Data listing
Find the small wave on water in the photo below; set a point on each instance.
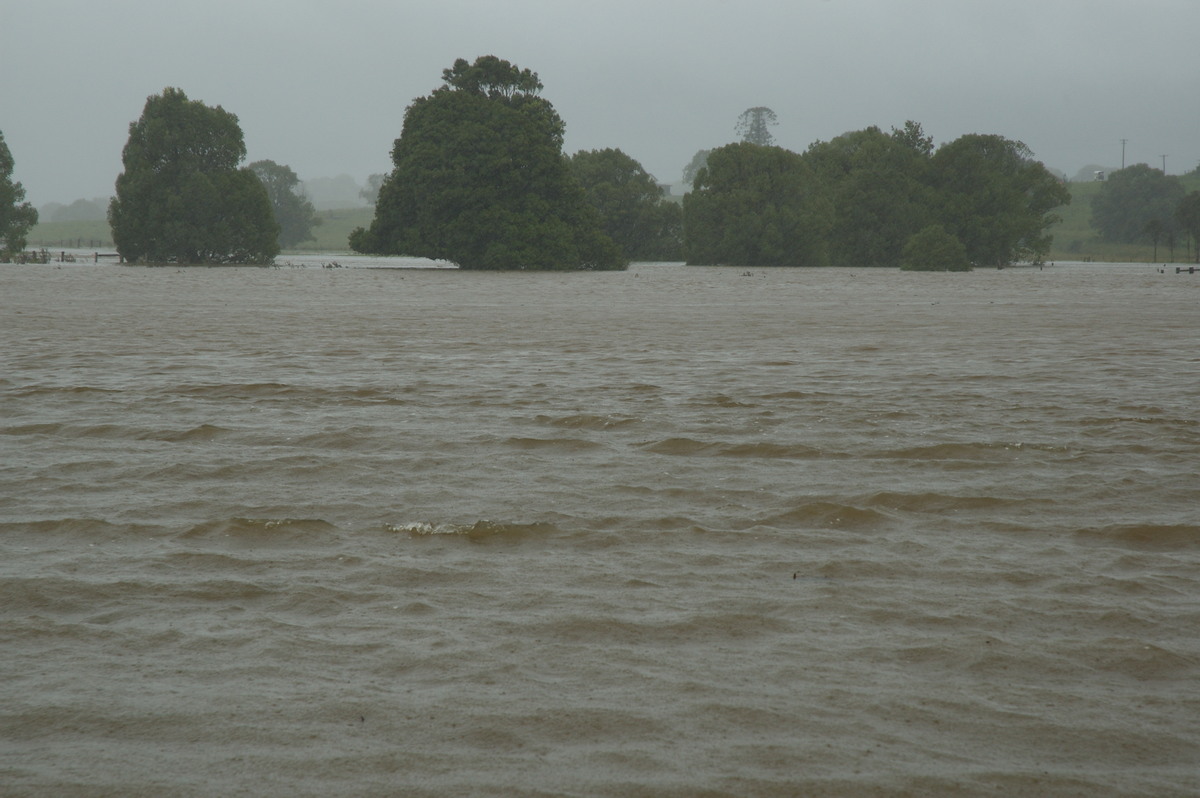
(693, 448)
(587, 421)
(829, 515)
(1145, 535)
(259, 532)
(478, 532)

==

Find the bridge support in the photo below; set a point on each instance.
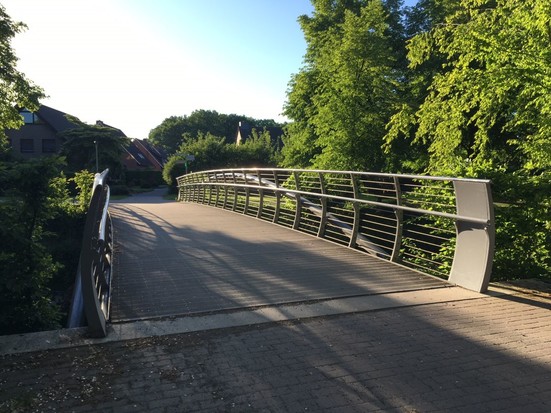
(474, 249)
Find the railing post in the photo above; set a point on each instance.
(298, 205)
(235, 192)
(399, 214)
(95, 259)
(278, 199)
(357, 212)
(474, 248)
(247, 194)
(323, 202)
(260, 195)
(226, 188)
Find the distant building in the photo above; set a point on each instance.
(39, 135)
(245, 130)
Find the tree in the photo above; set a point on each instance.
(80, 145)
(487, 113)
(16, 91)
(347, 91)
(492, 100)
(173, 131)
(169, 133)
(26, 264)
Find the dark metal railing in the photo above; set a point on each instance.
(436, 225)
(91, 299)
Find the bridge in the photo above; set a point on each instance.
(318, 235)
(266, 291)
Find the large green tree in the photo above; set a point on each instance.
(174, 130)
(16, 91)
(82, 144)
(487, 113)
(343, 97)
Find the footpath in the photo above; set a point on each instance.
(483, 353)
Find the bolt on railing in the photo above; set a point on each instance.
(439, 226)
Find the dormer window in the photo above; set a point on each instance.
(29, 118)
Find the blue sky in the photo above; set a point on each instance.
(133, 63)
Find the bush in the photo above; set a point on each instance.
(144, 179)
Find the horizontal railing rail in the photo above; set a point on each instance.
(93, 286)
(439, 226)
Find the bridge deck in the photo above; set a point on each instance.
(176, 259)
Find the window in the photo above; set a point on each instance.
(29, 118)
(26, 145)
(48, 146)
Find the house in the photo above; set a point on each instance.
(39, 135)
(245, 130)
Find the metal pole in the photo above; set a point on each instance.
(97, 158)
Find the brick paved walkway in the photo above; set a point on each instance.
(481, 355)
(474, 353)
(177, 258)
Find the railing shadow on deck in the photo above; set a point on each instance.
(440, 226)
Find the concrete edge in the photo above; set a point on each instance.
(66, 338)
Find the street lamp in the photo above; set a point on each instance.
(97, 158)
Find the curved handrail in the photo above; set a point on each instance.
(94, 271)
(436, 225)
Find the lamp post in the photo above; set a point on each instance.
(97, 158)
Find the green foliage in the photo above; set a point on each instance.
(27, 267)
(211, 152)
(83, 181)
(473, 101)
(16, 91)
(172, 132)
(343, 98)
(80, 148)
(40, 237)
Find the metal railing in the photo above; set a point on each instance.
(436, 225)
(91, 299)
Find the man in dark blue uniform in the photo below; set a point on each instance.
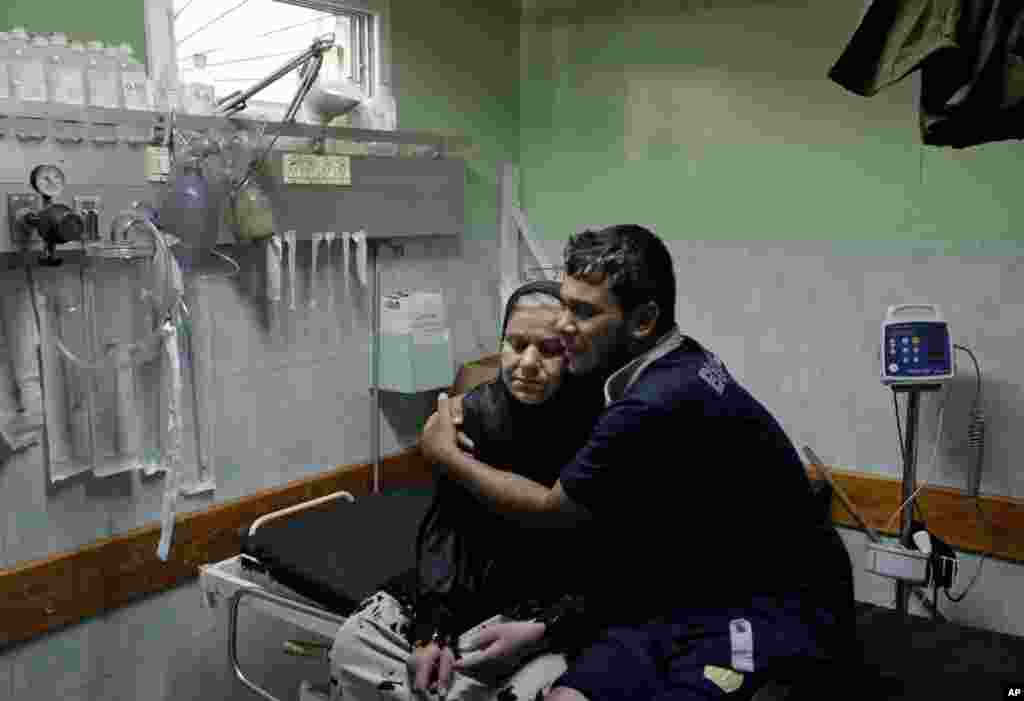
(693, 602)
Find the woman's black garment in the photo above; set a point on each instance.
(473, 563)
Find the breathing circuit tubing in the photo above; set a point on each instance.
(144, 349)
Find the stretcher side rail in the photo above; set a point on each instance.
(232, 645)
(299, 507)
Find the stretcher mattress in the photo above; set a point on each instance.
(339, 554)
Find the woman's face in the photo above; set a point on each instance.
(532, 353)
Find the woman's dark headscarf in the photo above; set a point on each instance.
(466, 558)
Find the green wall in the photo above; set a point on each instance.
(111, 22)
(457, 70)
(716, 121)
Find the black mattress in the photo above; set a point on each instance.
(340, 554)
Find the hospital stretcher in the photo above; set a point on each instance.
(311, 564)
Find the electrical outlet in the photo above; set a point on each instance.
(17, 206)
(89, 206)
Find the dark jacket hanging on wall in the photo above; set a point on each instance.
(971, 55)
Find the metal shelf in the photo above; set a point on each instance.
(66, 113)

* * *

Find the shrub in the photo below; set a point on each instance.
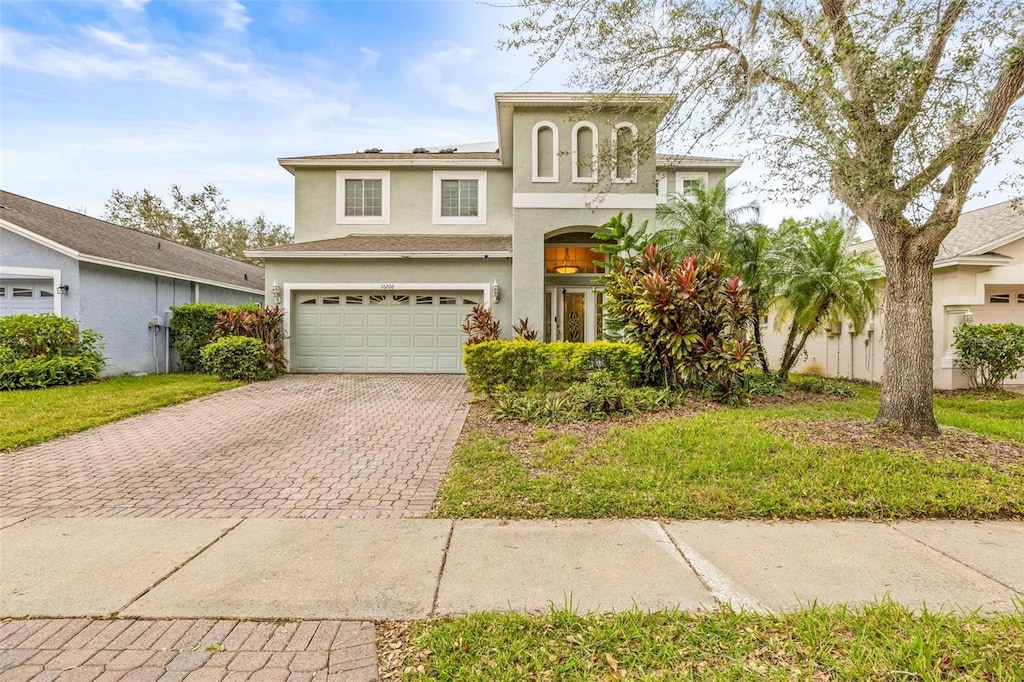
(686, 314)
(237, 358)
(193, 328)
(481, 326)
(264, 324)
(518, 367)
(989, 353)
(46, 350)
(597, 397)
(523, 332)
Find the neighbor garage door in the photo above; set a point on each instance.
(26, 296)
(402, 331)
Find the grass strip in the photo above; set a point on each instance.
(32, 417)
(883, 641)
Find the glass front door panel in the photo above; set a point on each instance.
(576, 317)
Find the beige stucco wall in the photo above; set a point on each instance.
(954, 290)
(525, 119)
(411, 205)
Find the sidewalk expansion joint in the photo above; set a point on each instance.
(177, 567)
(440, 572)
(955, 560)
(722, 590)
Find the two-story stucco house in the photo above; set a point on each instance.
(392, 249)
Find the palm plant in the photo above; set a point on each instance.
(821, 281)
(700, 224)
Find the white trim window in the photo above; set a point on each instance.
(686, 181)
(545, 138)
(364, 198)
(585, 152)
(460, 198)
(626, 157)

- Instructions for the task -
Show every line of the entries containing the word "black", copied with nothing else added.

- Full solution -
Find the woman's black garment in the photo above; set a point on each instance.
Find the black mattress in the photo above; set a point on each instance.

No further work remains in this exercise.